#### WHAT THE EXERCISE ASKS:
Reproduce every entry below word for word, leaving the pictures out.

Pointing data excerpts
################
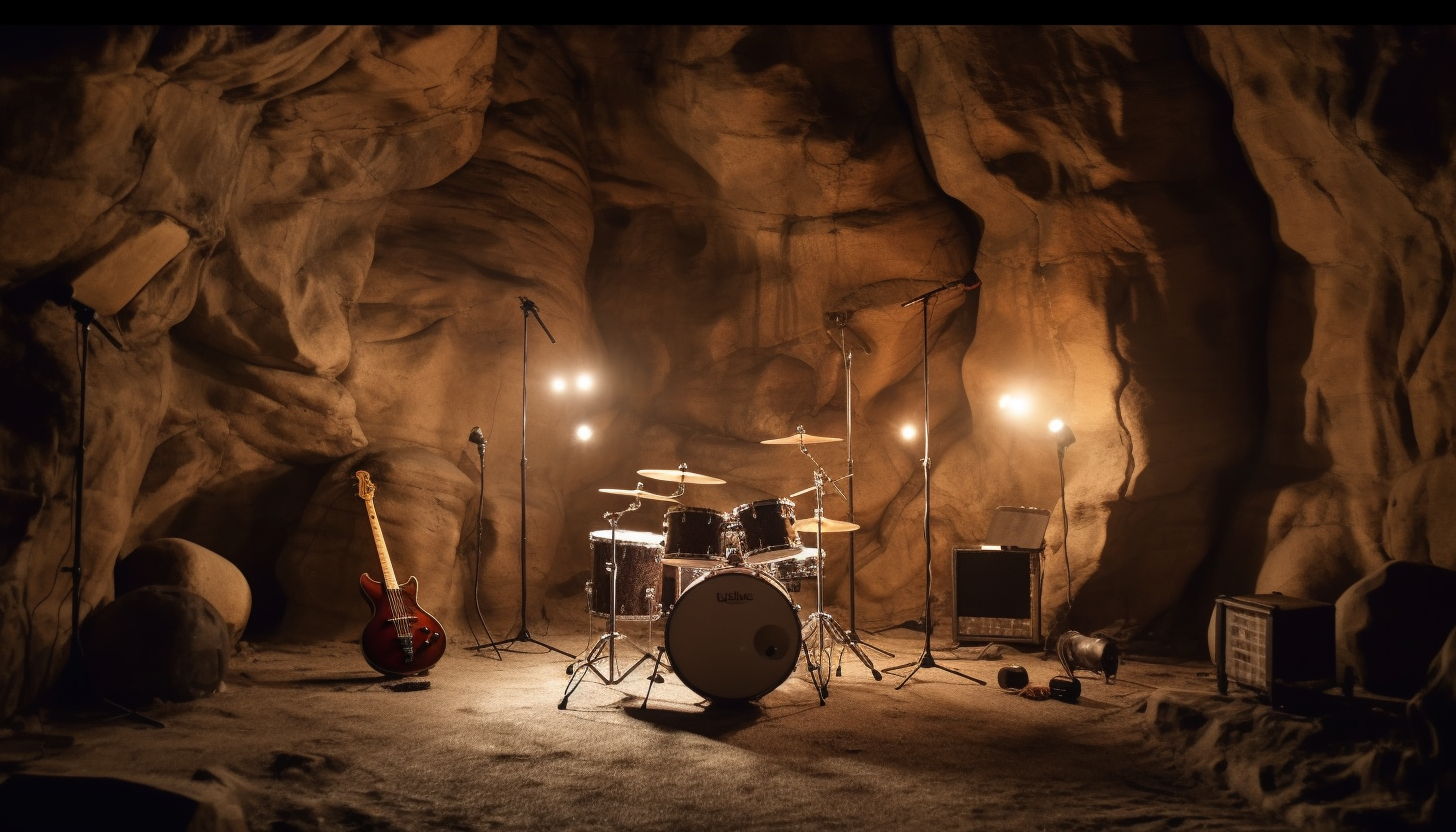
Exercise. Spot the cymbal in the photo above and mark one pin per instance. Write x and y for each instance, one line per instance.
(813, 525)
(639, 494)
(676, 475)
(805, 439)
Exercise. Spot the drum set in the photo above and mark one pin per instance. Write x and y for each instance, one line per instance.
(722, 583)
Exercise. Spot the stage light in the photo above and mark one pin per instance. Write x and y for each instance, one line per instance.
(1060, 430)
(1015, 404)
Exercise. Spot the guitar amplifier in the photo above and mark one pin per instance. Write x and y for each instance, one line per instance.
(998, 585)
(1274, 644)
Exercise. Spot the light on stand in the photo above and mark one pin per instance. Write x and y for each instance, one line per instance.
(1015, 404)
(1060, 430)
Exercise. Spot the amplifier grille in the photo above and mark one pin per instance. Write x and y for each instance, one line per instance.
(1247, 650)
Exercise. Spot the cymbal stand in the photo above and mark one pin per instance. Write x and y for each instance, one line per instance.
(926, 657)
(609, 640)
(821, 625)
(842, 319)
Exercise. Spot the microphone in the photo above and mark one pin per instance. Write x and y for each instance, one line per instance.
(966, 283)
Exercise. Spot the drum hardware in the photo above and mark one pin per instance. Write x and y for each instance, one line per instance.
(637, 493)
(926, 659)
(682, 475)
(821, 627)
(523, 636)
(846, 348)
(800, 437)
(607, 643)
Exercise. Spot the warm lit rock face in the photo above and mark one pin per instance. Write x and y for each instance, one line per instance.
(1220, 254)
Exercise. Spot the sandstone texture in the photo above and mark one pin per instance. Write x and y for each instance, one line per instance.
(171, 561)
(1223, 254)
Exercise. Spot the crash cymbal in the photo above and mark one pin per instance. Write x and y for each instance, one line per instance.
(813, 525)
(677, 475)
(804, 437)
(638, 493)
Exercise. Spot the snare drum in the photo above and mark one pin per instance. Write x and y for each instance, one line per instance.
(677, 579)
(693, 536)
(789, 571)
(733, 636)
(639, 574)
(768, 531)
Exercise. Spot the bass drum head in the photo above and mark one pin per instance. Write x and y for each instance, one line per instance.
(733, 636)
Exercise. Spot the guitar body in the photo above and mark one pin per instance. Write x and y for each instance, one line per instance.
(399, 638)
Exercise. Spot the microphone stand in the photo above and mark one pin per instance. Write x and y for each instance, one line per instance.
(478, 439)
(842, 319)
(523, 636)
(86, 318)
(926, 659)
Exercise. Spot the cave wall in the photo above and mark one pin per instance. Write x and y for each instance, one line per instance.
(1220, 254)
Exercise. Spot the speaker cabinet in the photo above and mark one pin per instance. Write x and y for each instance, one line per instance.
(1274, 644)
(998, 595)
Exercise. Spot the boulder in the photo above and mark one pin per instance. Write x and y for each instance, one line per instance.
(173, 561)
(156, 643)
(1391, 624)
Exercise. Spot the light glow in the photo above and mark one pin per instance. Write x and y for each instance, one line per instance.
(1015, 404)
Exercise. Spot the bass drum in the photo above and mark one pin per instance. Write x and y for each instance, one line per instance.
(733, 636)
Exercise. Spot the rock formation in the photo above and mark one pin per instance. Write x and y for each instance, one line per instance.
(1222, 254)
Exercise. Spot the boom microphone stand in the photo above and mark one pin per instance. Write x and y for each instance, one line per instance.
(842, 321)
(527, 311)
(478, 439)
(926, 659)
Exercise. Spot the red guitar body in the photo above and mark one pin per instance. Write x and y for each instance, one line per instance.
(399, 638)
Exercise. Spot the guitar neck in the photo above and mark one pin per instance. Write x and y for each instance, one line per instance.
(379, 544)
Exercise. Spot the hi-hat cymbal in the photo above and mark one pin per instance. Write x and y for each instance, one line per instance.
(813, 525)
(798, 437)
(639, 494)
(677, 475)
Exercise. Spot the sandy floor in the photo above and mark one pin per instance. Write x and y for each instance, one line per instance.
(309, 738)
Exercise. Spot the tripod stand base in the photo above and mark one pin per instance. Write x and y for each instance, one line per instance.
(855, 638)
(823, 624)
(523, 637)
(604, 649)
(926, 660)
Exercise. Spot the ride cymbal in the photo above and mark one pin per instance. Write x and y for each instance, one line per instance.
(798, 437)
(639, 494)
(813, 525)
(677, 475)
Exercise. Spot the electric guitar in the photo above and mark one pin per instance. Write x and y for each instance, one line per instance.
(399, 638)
################
#### COMPLETE ANSWER:
Exercise. Spot the cymbal in the photo above and mark one pin per instance. Write x and y for each instance, one line per instance.
(813, 525)
(639, 494)
(676, 475)
(805, 439)
Exercise. Spot the drum set in the photo above and mark one pin per instance. Write x and y for each instance, one line per instance.
(722, 583)
Exercise. Spot the stage light in the photo above and mark one pin per instance. Write x and y for each instance, one line per instance.
(1060, 430)
(1015, 404)
Exercise. Spot the guitar amplifier in the photo above and mark one pin per instance. Write x and y for each instance, one line per instance.
(998, 585)
(1274, 644)
Exercise. Spot the light on stand in the photo above and mark one pin per instance. Write x and y for each instance, one line per instance.
(1015, 404)
(1060, 430)
Exercise. Spot the amplifier grille in the photo above and mark one pin per instance. Write x and y for each instance, one line per instance.
(1247, 650)
Exercise. Spot the cymbal stand in the photo above and mark one pin per instance. Write x and y for each instance, one line per instance.
(926, 657)
(609, 640)
(821, 625)
(842, 319)
Exercise. Spot the microphone in the photo above and mark one pin per instance. Write x and y for each instance, one line per instance.
(966, 283)
Exercise. Spot the drum hardware in the photo above and mark one pin per instance. Write x and y for each instance, one line per instance.
(637, 493)
(926, 659)
(682, 475)
(821, 627)
(523, 636)
(846, 348)
(800, 437)
(607, 643)
Exercise. Spot the warm lit rock face in the photo above and mark one pin per instance. Write x and y for each instance, one line per instance.
(1220, 254)
Exercise. Spot the sandstone texture in the photo above and mark one pin per instance. Write x and y for each instance, one line per instance.
(171, 561)
(1223, 254)
Exercise. Spot the crash cymbal in the photo above and mark one pin per instance. Write x and y for each instance, one line per instance.
(813, 525)
(677, 475)
(804, 437)
(638, 493)
Exercise. Spot the snare drum in the photo above and mark one pin per instance. Write x and y for each instance, one line per instance.
(677, 579)
(693, 536)
(789, 571)
(733, 636)
(639, 574)
(768, 531)
Exercise. Spot the bass drum head in the photo above and mark one pin per instance. Write x and y for each instance, one line per instance.
(733, 636)
Exercise. Spot the guitar body in the photo above and mark one pin per instance. Write x and y for each instance, one line per instance.
(399, 638)
Exercise. Spot the microphone stand in the photo above and mark one pin per instance. Write x and y for each instance, one line per instance.
(478, 439)
(842, 319)
(523, 636)
(86, 318)
(926, 659)
Exercise. Spot the cave wall in the photo above and mark one pin per instance. Write x and y for each instance, one line per instance.
(1220, 254)
Exercise. Spot the speaker cabinet in the photo above and mark one pin per instance. Write x and y for each instance, one line per instance.
(1274, 644)
(998, 595)
Exercise. Spot the boulder in the photo above and mark one pin per instance. Write x and y for each instance, one line per instance.
(173, 561)
(156, 643)
(1391, 624)
Exercise. Spot the light glow in the photo above and mark one pin per instance. Write x and y for each instance, one line per instance.
(1015, 404)
Exercise. Spot the bass drum in the photo above and mark one pin per instance. Write x and y for each instance, one line per instance.
(733, 636)
Exercise. Spot the rock formation in the photo above and mark one pin per instance. Write x and y for each instance, one line per instance.
(1222, 254)
Exercise. Spot the boom microphone stand in the photo above and mark one pin per instance. Write x and y for each instance, one line per instance.
(842, 321)
(527, 311)
(478, 439)
(926, 659)
Exercise. Spot the red guitar body in the photo above and mark one pin per instance. Write x and y for each instance, one line per instance.
(399, 638)
Exercise. Spot the guitar neck in the photo above and mark one pin per instance. Write x and y for each instance, one line per instance.
(379, 544)
Exercise. Spot the hi-hat cymbal in the photo above and mark one pin per instance. Write x and y for each instance, one line per instance.
(813, 525)
(798, 437)
(639, 494)
(677, 475)
Exercise. Spot the sandy floor in the photo above and mark one pin per instance. Write x and y for each instance, one line per instance.
(309, 738)
Exercise. Spot the tripod stand base in the photo above and mark one pin per instance. Write x and y for each instance, one line per instance.
(855, 638)
(823, 624)
(523, 637)
(604, 649)
(926, 660)
Exercise. Spot the ride cymbal in the photo above and mark one pin per instance. Write x and y for each instance, one line per instance.
(798, 437)
(639, 494)
(813, 525)
(677, 475)
Exercise. Spot the electric guitar in the photo above and mark one pin per instance. Write x and y for each instance, one line per instance.
(399, 638)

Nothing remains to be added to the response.